## EXERCISE INSTRUCTIONS
Restate each of the lines below word for word and drop every picture.
═══ EXERCISE DATA ═══
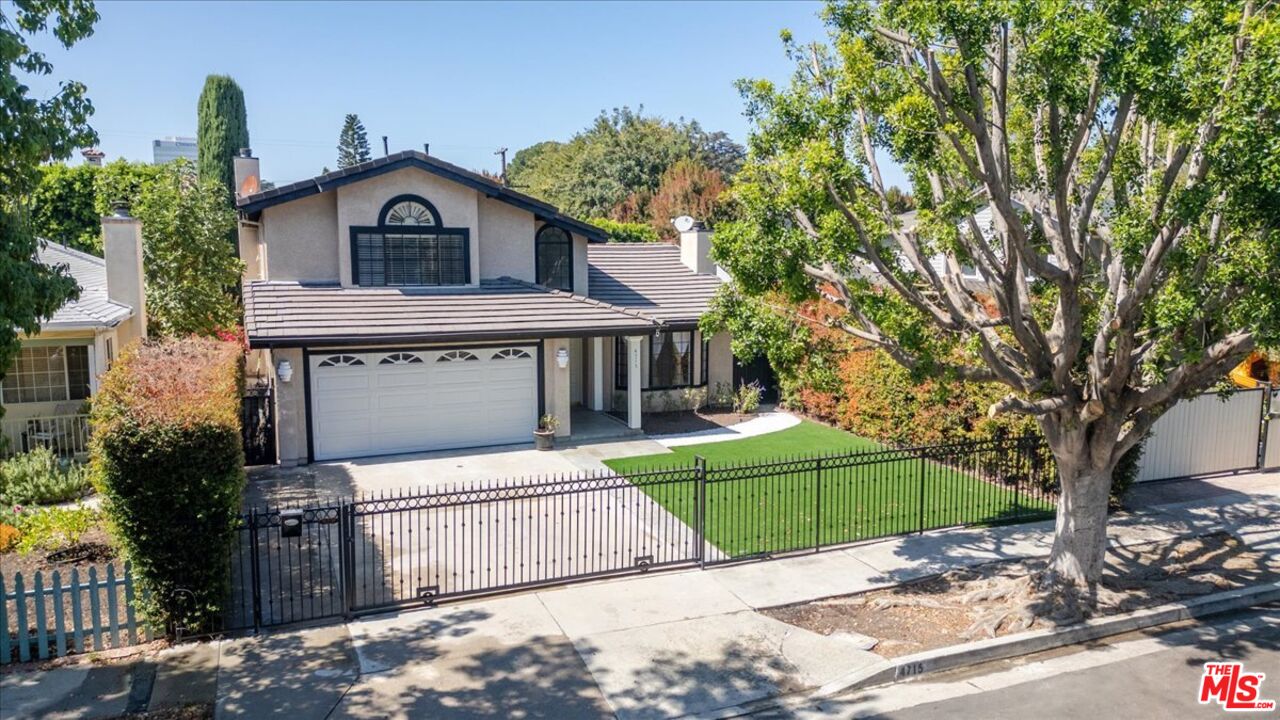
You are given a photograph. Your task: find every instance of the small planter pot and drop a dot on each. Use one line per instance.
(544, 440)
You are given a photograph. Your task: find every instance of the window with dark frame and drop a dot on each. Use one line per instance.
(671, 360)
(48, 374)
(553, 254)
(408, 247)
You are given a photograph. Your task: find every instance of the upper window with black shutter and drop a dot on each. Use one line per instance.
(410, 246)
(553, 251)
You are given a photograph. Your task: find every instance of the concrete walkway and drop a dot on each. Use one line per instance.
(769, 422)
(650, 646)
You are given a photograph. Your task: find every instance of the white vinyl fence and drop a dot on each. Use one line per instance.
(1272, 459)
(1205, 434)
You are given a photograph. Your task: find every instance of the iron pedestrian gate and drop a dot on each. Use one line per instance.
(414, 548)
(257, 425)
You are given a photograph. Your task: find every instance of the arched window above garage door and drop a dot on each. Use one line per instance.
(341, 361)
(400, 359)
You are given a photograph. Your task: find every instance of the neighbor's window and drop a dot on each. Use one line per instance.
(671, 359)
(48, 374)
(553, 250)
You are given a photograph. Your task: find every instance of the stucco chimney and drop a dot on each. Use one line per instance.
(247, 174)
(122, 249)
(695, 245)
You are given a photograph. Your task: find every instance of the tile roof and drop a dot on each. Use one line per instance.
(650, 279)
(423, 162)
(296, 314)
(92, 309)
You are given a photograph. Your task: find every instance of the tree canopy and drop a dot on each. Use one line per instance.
(222, 131)
(1128, 156)
(352, 142)
(35, 131)
(190, 274)
(617, 165)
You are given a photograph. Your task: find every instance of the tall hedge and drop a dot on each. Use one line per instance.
(167, 456)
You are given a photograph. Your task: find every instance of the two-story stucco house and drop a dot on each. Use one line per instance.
(406, 304)
(45, 387)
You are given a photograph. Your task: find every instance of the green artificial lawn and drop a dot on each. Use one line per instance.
(753, 511)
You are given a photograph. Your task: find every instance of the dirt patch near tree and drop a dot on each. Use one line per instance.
(960, 606)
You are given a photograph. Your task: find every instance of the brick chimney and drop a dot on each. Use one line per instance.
(247, 174)
(695, 245)
(122, 249)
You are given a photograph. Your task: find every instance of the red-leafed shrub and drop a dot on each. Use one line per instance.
(167, 455)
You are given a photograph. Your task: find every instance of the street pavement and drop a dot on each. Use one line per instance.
(650, 646)
(1153, 674)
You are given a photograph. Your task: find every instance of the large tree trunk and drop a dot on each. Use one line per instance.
(1080, 537)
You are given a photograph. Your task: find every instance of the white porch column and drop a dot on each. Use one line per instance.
(598, 373)
(634, 381)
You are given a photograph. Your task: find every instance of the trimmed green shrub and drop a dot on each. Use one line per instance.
(626, 232)
(167, 455)
(41, 478)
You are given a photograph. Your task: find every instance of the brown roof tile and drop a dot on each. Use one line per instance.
(650, 279)
(295, 314)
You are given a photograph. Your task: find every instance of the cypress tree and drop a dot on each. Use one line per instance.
(352, 142)
(223, 130)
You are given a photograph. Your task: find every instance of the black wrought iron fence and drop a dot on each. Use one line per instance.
(421, 547)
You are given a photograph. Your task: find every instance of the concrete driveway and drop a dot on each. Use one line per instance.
(452, 523)
(323, 482)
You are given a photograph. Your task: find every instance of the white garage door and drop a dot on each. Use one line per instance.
(407, 401)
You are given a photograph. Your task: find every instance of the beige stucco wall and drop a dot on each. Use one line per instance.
(302, 240)
(720, 369)
(557, 384)
(291, 408)
(506, 241)
(310, 238)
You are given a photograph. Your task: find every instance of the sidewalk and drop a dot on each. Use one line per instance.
(650, 646)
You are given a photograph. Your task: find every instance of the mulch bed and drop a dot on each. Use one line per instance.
(964, 605)
(690, 422)
(95, 550)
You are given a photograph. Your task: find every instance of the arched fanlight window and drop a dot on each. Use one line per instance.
(408, 210)
(341, 361)
(553, 251)
(400, 359)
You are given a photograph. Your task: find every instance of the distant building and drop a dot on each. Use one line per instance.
(169, 149)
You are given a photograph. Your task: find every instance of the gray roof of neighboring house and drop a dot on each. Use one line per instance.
(421, 160)
(295, 314)
(650, 279)
(92, 309)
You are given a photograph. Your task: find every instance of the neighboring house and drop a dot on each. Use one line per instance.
(55, 372)
(406, 304)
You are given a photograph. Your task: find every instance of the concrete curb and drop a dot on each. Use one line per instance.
(912, 666)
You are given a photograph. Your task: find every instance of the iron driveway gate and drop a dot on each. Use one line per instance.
(481, 538)
(394, 550)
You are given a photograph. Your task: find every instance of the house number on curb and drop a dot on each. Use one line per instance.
(909, 670)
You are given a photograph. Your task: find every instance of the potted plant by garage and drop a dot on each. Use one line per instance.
(544, 437)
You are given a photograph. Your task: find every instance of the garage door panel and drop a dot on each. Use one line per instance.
(380, 408)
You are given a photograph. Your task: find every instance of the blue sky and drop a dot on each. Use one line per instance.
(465, 77)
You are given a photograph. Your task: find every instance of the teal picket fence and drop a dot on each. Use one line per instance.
(68, 613)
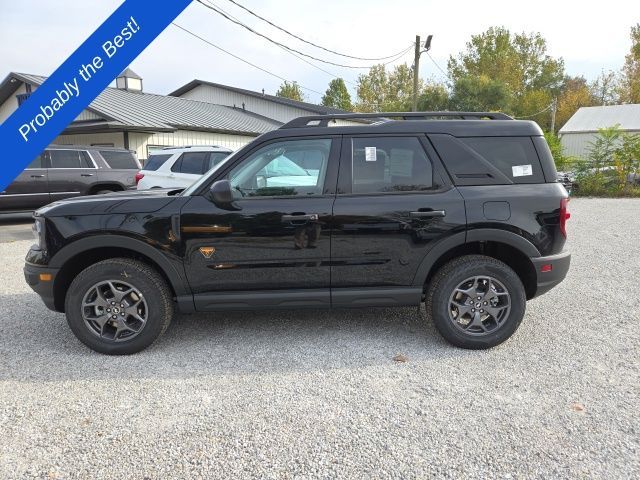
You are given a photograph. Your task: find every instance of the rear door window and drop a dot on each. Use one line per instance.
(390, 164)
(191, 163)
(66, 159)
(36, 162)
(215, 158)
(515, 157)
(122, 160)
(154, 162)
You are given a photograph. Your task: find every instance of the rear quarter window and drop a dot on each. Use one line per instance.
(515, 157)
(122, 160)
(154, 162)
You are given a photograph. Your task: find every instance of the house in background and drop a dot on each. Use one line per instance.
(271, 106)
(582, 127)
(127, 117)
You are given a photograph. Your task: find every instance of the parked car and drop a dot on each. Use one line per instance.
(463, 214)
(179, 167)
(64, 171)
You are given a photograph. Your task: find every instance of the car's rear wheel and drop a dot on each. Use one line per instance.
(118, 306)
(476, 302)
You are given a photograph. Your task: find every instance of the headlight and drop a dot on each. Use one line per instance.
(39, 232)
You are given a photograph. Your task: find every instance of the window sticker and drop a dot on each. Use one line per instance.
(522, 170)
(370, 154)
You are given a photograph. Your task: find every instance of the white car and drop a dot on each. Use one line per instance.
(179, 167)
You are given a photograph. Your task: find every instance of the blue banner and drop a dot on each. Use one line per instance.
(80, 79)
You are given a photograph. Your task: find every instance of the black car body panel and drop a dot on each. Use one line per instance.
(340, 245)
═══
## THE RESULT
You are given a photograph. Your task: find every instance of the small planter pot and drop a dot on each. Use one line per instance.
(544, 440)
You are given a photograph. Your task: find every instance of the window with dark frame and drop a dot on each. Use one line per instance.
(671, 360)
(48, 374)
(553, 254)
(408, 247)
You are given a photograph. Your task: find every instance of the upper window with black shutter and drop a dot on each. Use one line per instance.
(410, 246)
(553, 251)
You are given a photograph. Your task: find every instance of the concrete walkway and drop a dot on each. Use one line per instance.
(769, 422)
(650, 646)
You are given a photograph. Your task: find every instance of the white vinyl fence and drop a dot on each. Use one line per instance.
(1272, 459)
(1205, 434)
You are given a photograph. Your task: find every instance of the iron pedestrian gate and drop a dot on each. Use one line per instance.
(414, 548)
(257, 425)
You are given a photograph. Your task: find every instance of the arched window above garage door and drop a dot on each. Use one line per instance.
(341, 361)
(400, 359)
You are given a photograph. Your task: find every instance of the neighbor's window and drop a dot on each. Use one line per instance.
(671, 359)
(48, 374)
(553, 250)
You are given a photograph. Your task: find every instance of the stucco chimney and drop a dot on each. Use one line per instance.
(247, 174)
(122, 249)
(695, 245)
You are given a photograph. Your task: find every instance of the tile roof and drop a dot on each. Use one line per instance.
(650, 279)
(423, 162)
(296, 314)
(92, 309)
You are given a photograph. Your task: find every instance of the tree canopy and drop a dot on each. Use one line per instance.
(222, 131)
(1128, 156)
(352, 142)
(35, 131)
(190, 274)
(617, 165)
You are given a photograph. Your task: find every instance of the tall hedge and drop a dot on each. Use one line per instance.
(167, 456)
You are given a photograph. Your task: find every instance of the two-story stucco house and drop a dot on each. Use one line per instance.
(406, 304)
(45, 387)
You are given a photograph. Your task: find every instance of the green artificial lawn and drop a dot on each. Use one line per instance.
(753, 511)
You are given a photograph. Your task: find every instance of the dirt patch near tree and drop a dot on each. Use one line per instance.
(960, 606)
You are given a photograph. Your task: find every instance of the brick chimney and drop a dot on each. Use one line per instance.
(247, 174)
(695, 245)
(122, 249)
You are given a photograph. Your task: find every instance of the red-leafed shrub and drop a dot on each. Use one line per instance.
(167, 455)
You are given a photograph. Your task: find every instance of the street pavement and drop a dot on each. Use one line per instance.
(650, 646)
(1153, 674)
You are given a photograph. Your task: find every instance of the large tree trunk and drop a dot on each. Use one line per instance.
(1080, 537)
You are given a photograph. Your task: find every instance of the white porch column and drop a dot on each. Use one line per instance.
(598, 373)
(634, 381)
You are given a photograph. Your task: find every instance of the trimmed green shrub and drop a dot on each. Use one line per instance.
(626, 232)
(167, 455)
(41, 478)
You are given a photograph. Your task: find every instance of the brown roof tile and drop a dot on each. Use one line per instance.
(650, 279)
(295, 314)
You are given a photograph. Your task: find every instance of the cypress tree and drop a dot on each. Use one line per instance.
(352, 142)
(223, 130)
You are given a photograph. Your task: find every instance of the black wrought iron fence and drop a dot on each. Use one line per instance.
(421, 547)
You are given a photograph. Your task: find every instance of the concrete driveway and drop a dot on each. Use one line per instance.
(452, 523)
(323, 482)
You are given a photograph. Your task: find every instance of the white garage door and drop a dot on each. Use one line per instance.
(407, 401)
You are given a photograph. Your task: find every instance of the beige stucco wall and drop a dot on each. Use one line per instance.
(302, 240)
(720, 369)
(557, 384)
(291, 408)
(506, 241)
(310, 238)
You are given a photograph. Your task: find every instance of the sidewalk and drop a dot on each. Use one line per instance.
(650, 646)
You are given a photograph. Your task: find every instance of the mulch bed and drop a dot on each. Use one line per instance.
(964, 605)
(690, 422)
(95, 550)
You are given a photograph. Your task: find every instance of the arched fanlight window and drop a dot on each. Use one line per instance.
(408, 210)
(341, 361)
(553, 251)
(400, 359)
You are given a photograph. Your task: find every instance of the distant building and drop a dot on each. Use one line per instance.
(169, 149)
You are given a photograph. Your task: find every instance of the gray roof of neighboring house and drop a dot on each. Use one line per instance.
(421, 160)
(295, 314)
(650, 279)
(92, 309)
You are given a photograph. Your task: find every instance of the neighboring house and drop a dot on each. Use one line per instance.
(55, 372)
(406, 304)
You are given a photograph. Your task: find every instance of the concrete curb and drop a dot on each. Use one line per instance.
(912, 666)
You are given a photograph. Your task: find every instance of the iron driveway gate and drop a dot on each. Use one line per instance.
(481, 538)
(394, 550)
You are given a photograph. Your task: find every instance of the house number on curb and drop a dot on each. Use one line per instance.
(909, 670)
You are given a photograph. Your task: find every instance of the potted plant by garage and drop a dot on each. Use one line per instance.
(544, 437)
You are given a photograph. Your task: find every instance of the garage door panel and drop a dot on each. Use one line per instance.
(380, 408)
You are given a photograph. Your task: find every instance of the blue sky and drop a dot on each. Use one line per instance.
(465, 77)
You are given a photograph. Your task: find every instance of the teal picket fence and drop a dot on each. Use one line per instance.
(68, 613)
You are given a photograph. Your task: find every instance of the rear door window and drop a dot on each. Use one line per instance.
(390, 164)
(191, 163)
(66, 159)
(36, 162)
(215, 158)
(515, 157)
(122, 160)
(154, 162)
You are given a photograph. Your task: find every instance of the rear quarter window and drop a dot on each. Use one line per instance.
(515, 157)
(122, 160)
(154, 162)
You are given a photograph. Your task: find every instance of the house in background and drop a dot on each. Use one line per instance.
(271, 106)
(582, 127)
(127, 117)
You are given a photograph. Your task: find every instance of the parked car and drop a dot on each. Use one line per instance.
(463, 214)
(179, 167)
(64, 171)
You are given a photograph. Your task: find every instance of the car's rear wheel and drop a dot on each. Use one line per instance.
(118, 306)
(476, 302)
You are given a photograph. Your task: find every instance of the headlight and drop a dot on each. Use one line per instance.
(39, 232)
You are given a photograph. Your task: find every instance of the window sticker and drop a dot on each. Use one line per instance.
(522, 170)
(370, 154)
You are given a photograph. Your task: find every instance of the white car and drop a dot on each. Use one line per instance.
(179, 167)
You are given a photograph. Your task: find every instance of the blue banner and drop a dot on each. Use one line per instance.
(80, 79)
You are given a photograph. Your task: find every instance of the black car body panel and drop a dot on each. Use one line per instance.
(340, 245)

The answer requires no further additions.